── THE INPUT ──

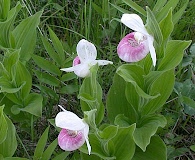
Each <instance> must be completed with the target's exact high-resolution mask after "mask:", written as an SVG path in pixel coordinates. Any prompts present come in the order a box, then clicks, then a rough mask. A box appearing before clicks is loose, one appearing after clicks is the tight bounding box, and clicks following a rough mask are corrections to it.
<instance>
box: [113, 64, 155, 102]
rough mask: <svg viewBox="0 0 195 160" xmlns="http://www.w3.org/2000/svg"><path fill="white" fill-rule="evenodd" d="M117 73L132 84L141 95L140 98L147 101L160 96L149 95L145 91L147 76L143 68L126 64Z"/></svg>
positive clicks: (120, 67)
mask: <svg viewBox="0 0 195 160" xmlns="http://www.w3.org/2000/svg"><path fill="white" fill-rule="evenodd" d="M116 73H117V74H118V75H120V76H121V77H122V78H123V79H124V80H125V81H126V82H130V83H131V84H132V85H133V86H134V87H135V90H136V92H137V94H139V96H140V97H143V98H146V99H152V98H155V97H156V96H158V95H149V94H148V93H146V92H145V91H144V79H143V76H144V75H145V73H144V70H143V68H141V67H140V66H137V65H131V64H125V65H122V66H120V67H119V68H118V69H117V71H116Z"/></svg>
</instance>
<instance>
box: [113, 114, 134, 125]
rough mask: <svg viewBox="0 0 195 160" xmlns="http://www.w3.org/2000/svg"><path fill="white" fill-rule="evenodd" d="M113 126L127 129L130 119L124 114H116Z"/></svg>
mask: <svg viewBox="0 0 195 160" xmlns="http://www.w3.org/2000/svg"><path fill="white" fill-rule="evenodd" d="M114 124H115V125H119V126H120V127H128V126H130V125H131V124H132V122H131V121H130V118H127V117H125V116H124V114H118V115H117V116H116V118H115V120H114Z"/></svg>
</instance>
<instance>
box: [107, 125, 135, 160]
mask: <svg viewBox="0 0 195 160" xmlns="http://www.w3.org/2000/svg"><path fill="white" fill-rule="evenodd" d="M135 127H136V126H135V124H133V125H131V126H129V127H121V128H119V129H118V133H117V135H116V136H115V137H114V138H112V140H111V141H109V142H108V150H109V151H110V154H111V155H113V156H114V157H116V159H122V160H130V159H131V158H132V157H133V155H134V153H135V143H134V140H133V133H134V131H135Z"/></svg>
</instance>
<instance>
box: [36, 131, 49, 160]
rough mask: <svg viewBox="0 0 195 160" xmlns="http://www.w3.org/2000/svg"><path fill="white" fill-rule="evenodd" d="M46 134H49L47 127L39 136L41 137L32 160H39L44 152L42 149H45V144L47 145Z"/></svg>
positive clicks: (38, 141)
mask: <svg viewBox="0 0 195 160" xmlns="http://www.w3.org/2000/svg"><path fill="white" fill-rule="evenodd" d="M48 132H49V127H47V128H46V129H45V131H44V132H43V134H42V135H41V137H40V139H39V141H38V143H37V146H36V149H35V152H34V156H33V160H37V159H41V157H42V155H43V152H44V149H45V146H46V143H47V138H48Z"/></svg>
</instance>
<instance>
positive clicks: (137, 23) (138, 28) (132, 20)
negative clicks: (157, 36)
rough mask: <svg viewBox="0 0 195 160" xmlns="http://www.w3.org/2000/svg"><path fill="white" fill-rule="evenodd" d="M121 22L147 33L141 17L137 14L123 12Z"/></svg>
mask: <svg viewBox="0 0 195 160" xmlns="http://www.w3.org/2000/svg"><path fill="white" fill-rule="evenodd" d="M121 22H122V23H123V24H125V25H126V26H127V27H129V28H130V29H132V30H134V31H137V32H140V33H142V34H145V35H149V34H148V32H147V30H146V28H145V26H144V24H143V21H142V19H141V18H140V16H138V15H137V14H123V15H122V18H121Z"/></svg>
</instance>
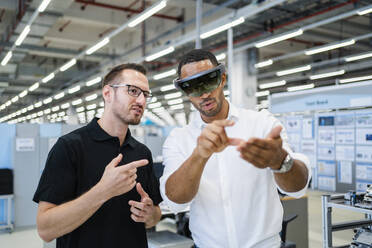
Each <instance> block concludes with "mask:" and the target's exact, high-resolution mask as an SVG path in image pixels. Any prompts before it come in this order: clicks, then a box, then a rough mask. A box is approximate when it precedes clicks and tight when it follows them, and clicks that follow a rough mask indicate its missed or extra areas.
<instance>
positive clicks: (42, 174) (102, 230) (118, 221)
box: [33, 118, 162, 248]
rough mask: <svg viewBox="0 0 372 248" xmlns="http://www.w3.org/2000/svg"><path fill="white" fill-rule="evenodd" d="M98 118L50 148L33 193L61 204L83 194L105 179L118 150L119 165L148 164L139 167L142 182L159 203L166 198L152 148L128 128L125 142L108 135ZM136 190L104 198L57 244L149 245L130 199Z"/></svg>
mask: <svg viewBox="0 0 372 248" xmlns="http://www.w3.org/2000/svg"><path fill="white" fill-rule="evenodd" d="M97 120H98V119H97V118H95V119H93V120H92V121H91V122H90V123H89V124H88V125H87V126H85V127H82V128H79V129H77V130H75V131H73V132H71V133H69V134H67V135H64V136H62V137H60V138H59V139H58V141H57V143H56V144H55V145H54V146H53V148H52V149H51V150H50V152H49V155H48V158H47V162H46V166H45V169H44V171H43V174H42V176H41V179H40V182H39V185H38V188H37V190H36V193H35V195H34V198H33V200H34V201H35V202H37V203H38V202H39V201H46V202H50V203H54V204H57V205H59V204H62V203H64V202H68V201H71V200H73V199H76V198H77V197H79V196H81V195H82V194H83V193H85V192H87V191H88V190H89V189H91V188H92V187H93V186H94V185H95V184H97V183H98V181H99V180H100V179H101V177H102V175H103V172H104V170H105V167H106V165H108V164H109V163H110V162H111V160H112V159H113V158H115V157H116V156H117V155H118V154H119V153H122V154H123V159H122V161H121V163H120V164H119V166H120V165H123V164H127V163H130V162H132V161H135V160H139V159H147V160H148V161H149V164H147V165H146V166H143V167H139V168H138V169H137V182H140V183H141V185H142V186H143V188H144V190H145V191H146V192H147V193H148V194H149V196H150V197H151V199H152V200H153V202H154V205H158V204H159V203H160V202H161V201H162V199H161V196H160V192H159V181H158V180H157V179H156V177H155V175H154V173H153V165H152V156H151V152H150V150H149V149H148V148H147V147H146V146H145V145H144V144H142V143H140V142H138V141H137V140H135V139H134V138H133V137H132V136H131V134H130V131H129V129H128V132H127V135H126V137H125V141H124V143H123V145H122V146H121V147H120V142H119V139H118V138H117V137H112V136H110V135H109V134H107V133H106V132H105V131H104V130H103V129H102V128H101V127H100V126H99V125H98V123H97ZM140 199H141V197H140V195H139V194H138V193H137V190H136V188H135V187H134V188H133V189H132V190H131V191H129V192H127V193H125V194H123V195H120V196H116V197H114V198H111V199H110V200H108V201H107V202H105V203H104V204H103V205H102V206H101V207H100V208H99V209H98V210H97V212H95V213H94V214H93V215H92V216H91V217H90V218H89V219H88V220H87V221H86V222H85V223H84V224H82V225H81V226H80V227H78V228H77V229H75V230H74V231H72V232H71V233H68V234H66V235H64V236H62V237H60V238H58V239H57V248H62V247H63V248H83V247H84V248H85V247H87V248H94V247H97V248H98V247H102V248H106V247H109V248H116V247H117V248H119V247H120V248H123V247H136V248H140V247H147V238H146V229H145V225H144V223H137V222H134V221H133V220H132V219H131V218H130V215H131V212H130V205H129V204H128V201H129V200H135V201H140Z"/></svg>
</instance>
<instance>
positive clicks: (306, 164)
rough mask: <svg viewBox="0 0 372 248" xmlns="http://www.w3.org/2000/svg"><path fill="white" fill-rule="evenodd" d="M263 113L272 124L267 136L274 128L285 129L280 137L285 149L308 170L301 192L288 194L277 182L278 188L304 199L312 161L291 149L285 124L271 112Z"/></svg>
mask: <svg viewBox="0 0 372 248" xmlns="http://www.w3.org/2000/svg"><path fill="white" fill-rule="evenodd" d="M261 112H262V113H263V114H264V115H266V116H267V117H268V118H269V122H270V128H269V129H268V130H267V132H266V135H267V134H269V132H270V131H271V129H272V128H274V127H276V126H281V127H282V128H283V129H282V131H281V133H280V136H281V138H282V140H283V149H284V150H286V151H287V152H288V154H289V155H290V156H291V157H292V158H293V159H296V160H299V161H301V162H302V163H304V164H305V166H306V168H307V182H306V185H305V187H304V188H302V189H301V190H299V191H297V192H287V191H285V190H283V189H282V188H280V187H279V185H278V184H277V183H276V182H275V184H276V186H277V188H278V189H279V190H280V192H281V193H283V194H286V195H288V196H291V197H294V198H300V197H302V196H304V195H305V194H306V190H307V188H308V186H309V182H310V179H311V167H310V161H309V159H308V158H307V156H306V155H304V154H302V153H297V152H293V151H292V149H291V147H290V145H289V143H288V135H287V131H286V129H285V127H284V126H283V124H282V123H281V122H280V121H279V120H278V119H277V118H275V117H274V116H273V115H272V114H271V113H270V112H268V111H267V110H265V111H261ZM274 181H275V180H274Z"/></svg>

───

▶ **TASK ITEM**:
Please repeat, with no pictures, each line from the start of the records above through the line with "box: [113, 114, 134, 125]", inclusive, and only those.

▶ **SOLUTION TO THIS EXERCISE**:
Each <instance> must be completed with the target's exact high-resolution mask after "mask:", written as an SVG path in pixel coordinates. Any prompts present come in the order a box, then clicks, then a rough mask. A box appearing before clicks is loose, one appearing after clicks is the tight bounding box, and clicks following a rough mask are corrections to it.
<instance>
box: [113, 64, 155, 102]
rough mask: <svg viewBox="0 0 195 160" xmlns="http://www.w3.org/2000/svg"><path fill="white" fill-rule="evenodd" d="M117 73L132 84L141 95L140 98L147 101L160 96L149 95L145 91L147 76L143 68L126 64Z"/></svg>
positive clicks: (120, 67)
mask: <svg viewBox="0 0 195 160" xmlns="http://www.w3.org/2000/svg"><path fill="white" fill-rule="evenodd" d="M116 73H117V74H118V75H120V76H121V77H122V78H123V79H124V80H125V81H126V82H130V83H131V84H132V85H133V86H134V87H135V90H136V92H137V94H139V96H140V97H143V98H146V99H152V98H155V97H156V96H158V95H149V94H148V93H146V92H145V91H144V79H143V76H144V75H145V73H144V70H143V68H141V67H140V66H137V65H131V64H125V65H122V66H120V67H119V68H118V69H117V71H116Z"/></svg>
</instance>
<instance>
box: [113, 114, 134, 125]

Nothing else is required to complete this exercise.